> _What is needed_: Summarize the text on the idiom about wrapping someone around one's finger in two sentences.

> _Text_:
┌────────

Why is it "have someone wrapped around your LITTLE finger"?
I just had occasion to write she's got him wrapped around her finger (under complete control).
I'd never really thought about this one before, but my guess would have been the idiom had some connection to wedding rings. On the other hand, intuition (and a Google Books search) tell me that the expression usually involves a little finger - not normally associated with wedding rings.
Does anyone know when/why the idiomatic usage arose? I can't find anything in OED or a cursory search online.
One of the clearest early expositions of the meaning of the expression appears in a letter from a St. Louis, Missouri, hotel, dated November 18, 1835, printed in the [Springfield, Illinois] Sangamo Journal (November 28, 1835):
I wish you to watch the movements of A . G . H.--You know he never tires. What he lacks in talents, be makes up by industry and perseverance ; he is hard to head in a grocery or upon a corner[.] I wish you to keep an eye upon Stuart's big lion of the north. I fear him more than any man in my district ; for he supports four Presidents, and I only support one,—which gives him a great advantage over me. As for General Maxwell, I can spin him into wrapping thread, and wind him round my little finger. A good situation will place him on the shelf, or at least the promise of one.
To similar effect 30 years later is Charles Dickens, "Mrs. Lirriper's Legacy" (1864), in Christmas Stories from "Household Words" and "All the Year Round" (1868):
Not you see but what I knew I could draw the Major out like thread and wind him round my finger on most subjects and perhaps even on that if I was to set myself to it, but him and me had so often belied Miss Wozenham to one another that I was shamefaced, and I knew she had offended his pride and never mine, and likewise I felt timid that that Rairyganoo girl might make things awkward.
The image is thus of a tailor or seamstress drawing out a thread from his or her sewing work and wrapping that thread around a finger. This seems likely to reflect the way people in the eighteenth and nineteenth centuries imagined the expression, given that sewing was a standard task during that era in households throughout the English-speaking world. Moreover, on the frontiers of North America, handiness with needle and thread was by no means a skill reserved for women only.
The earliest wordings of the descriptive image of figuratively wrapping, twisting, twining, twirling, or turning a person around one's finger seems to have occurred in the 1700s. In addition to the February 1780 Town and Country Magazine instance that Mari-LouA cites in her answer (which my Google Books searches did not turn up), the following instances are among the earliest.
Earliest of all is this one from a letter from William Stephens to Mr. Martyn dated November 25, 1743, in The Colonial Records of the State of Georgia, 1742–1745, volume 24 (1915):
The Scandalous reflection thrown at Mr. Parker, of his being drunk, is a vile falshood : for I do aver yt [that] there was not the least appearance of it during the time of his being in Town, wch was several days. Whether the Recorder was the Author of that Report, or Remington himself, remains yet a Question ; the Recorder Alledging yt he never said so to Remington, nor that Watson could wind Parker round his finger; & yt he was ready to swear twas all false : ...
(This match from 1743 and the 1809 match below from Mason Weems appear in Bartlett Whiting, Early American Proverbs and Proverbial Phrases (1977), the source from which I learned of them.)

└────────

> _Recorded data_:
┌────────

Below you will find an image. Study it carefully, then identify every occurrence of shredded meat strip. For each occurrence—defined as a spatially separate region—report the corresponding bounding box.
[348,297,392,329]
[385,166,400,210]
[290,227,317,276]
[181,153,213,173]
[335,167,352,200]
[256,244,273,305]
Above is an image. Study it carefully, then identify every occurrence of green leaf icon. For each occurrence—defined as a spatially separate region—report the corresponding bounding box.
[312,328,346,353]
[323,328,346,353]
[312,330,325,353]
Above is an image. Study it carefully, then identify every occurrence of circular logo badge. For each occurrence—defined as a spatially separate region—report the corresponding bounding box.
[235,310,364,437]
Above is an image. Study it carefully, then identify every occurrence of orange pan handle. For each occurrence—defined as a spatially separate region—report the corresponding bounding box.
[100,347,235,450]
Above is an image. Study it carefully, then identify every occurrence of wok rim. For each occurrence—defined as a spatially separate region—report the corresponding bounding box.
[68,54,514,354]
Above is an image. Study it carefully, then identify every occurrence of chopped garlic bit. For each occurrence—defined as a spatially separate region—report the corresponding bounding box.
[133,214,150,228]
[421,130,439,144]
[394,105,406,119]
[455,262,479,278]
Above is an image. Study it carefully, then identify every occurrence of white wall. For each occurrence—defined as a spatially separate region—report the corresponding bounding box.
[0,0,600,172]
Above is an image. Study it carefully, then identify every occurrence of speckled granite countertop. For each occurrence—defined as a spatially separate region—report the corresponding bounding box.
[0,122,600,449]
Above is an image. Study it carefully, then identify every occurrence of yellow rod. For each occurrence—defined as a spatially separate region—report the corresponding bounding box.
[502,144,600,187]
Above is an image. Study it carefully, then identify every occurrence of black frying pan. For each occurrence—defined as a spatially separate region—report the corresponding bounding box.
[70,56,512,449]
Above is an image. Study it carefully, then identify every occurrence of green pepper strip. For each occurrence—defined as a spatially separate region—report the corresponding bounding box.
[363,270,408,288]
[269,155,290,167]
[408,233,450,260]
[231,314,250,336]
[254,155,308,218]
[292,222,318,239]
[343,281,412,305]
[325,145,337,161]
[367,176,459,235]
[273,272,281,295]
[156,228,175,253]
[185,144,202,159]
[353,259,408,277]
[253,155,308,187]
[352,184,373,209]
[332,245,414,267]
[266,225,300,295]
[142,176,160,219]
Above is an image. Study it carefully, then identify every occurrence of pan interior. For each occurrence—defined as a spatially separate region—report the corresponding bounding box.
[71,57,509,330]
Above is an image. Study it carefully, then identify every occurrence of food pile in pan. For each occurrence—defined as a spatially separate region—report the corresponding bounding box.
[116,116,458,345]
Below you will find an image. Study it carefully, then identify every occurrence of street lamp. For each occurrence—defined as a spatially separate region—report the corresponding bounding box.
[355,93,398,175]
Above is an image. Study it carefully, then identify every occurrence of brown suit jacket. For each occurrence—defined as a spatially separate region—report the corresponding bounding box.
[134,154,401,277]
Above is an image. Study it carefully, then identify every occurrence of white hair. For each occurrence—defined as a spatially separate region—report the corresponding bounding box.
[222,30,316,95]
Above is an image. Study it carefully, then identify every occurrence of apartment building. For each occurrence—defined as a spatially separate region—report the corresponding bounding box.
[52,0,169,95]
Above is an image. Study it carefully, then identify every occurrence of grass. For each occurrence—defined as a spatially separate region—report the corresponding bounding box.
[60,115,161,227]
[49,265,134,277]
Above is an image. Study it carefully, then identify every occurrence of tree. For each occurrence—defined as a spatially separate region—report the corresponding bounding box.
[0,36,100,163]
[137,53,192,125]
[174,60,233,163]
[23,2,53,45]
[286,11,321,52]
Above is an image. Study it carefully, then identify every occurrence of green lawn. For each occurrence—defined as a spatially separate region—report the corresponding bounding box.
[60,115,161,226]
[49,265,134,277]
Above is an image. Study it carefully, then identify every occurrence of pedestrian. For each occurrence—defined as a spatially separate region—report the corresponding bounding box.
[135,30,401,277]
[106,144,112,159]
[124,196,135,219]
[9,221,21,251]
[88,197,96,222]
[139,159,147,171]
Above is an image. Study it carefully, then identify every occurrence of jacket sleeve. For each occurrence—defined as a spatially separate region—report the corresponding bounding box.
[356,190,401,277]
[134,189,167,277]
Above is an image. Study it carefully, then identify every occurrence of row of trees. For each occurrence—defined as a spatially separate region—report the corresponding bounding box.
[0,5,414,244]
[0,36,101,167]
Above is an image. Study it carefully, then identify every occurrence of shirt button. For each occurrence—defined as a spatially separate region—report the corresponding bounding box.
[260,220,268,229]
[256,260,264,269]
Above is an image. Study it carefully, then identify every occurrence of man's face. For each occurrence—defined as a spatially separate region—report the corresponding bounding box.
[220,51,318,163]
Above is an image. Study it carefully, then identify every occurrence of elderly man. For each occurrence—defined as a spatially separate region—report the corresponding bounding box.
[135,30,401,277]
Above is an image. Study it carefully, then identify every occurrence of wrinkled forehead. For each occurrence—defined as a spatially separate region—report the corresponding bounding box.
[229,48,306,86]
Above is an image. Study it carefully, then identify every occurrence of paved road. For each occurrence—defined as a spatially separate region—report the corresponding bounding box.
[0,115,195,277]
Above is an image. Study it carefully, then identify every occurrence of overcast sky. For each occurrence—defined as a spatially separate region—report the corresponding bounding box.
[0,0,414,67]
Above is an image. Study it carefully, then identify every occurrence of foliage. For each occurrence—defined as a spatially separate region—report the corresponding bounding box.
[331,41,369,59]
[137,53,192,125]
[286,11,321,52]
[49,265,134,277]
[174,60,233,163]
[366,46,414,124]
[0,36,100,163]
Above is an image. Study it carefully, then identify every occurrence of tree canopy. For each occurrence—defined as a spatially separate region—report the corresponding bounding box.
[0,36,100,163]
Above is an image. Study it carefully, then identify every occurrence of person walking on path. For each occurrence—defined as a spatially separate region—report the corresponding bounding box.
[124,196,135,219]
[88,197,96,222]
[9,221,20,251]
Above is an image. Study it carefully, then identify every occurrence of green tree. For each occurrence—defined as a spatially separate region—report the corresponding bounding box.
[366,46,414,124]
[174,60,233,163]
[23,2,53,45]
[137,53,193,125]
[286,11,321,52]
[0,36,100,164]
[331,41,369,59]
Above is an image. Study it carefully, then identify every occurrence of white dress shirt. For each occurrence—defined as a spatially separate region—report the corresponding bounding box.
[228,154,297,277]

└────────

> _Solution_: An 1835 letter printed in the Sangamo Journal and an 1864 Dickens story both use the image of turning a person into thread and winding him round a finger, which evokes a tailor or seamstress wrapping sewing thread around a finger. Such wordings seem to have first appeared in the 1700s, and the earliest instance given is a 1743 letter from William Stephens in the colonial records of Georgia.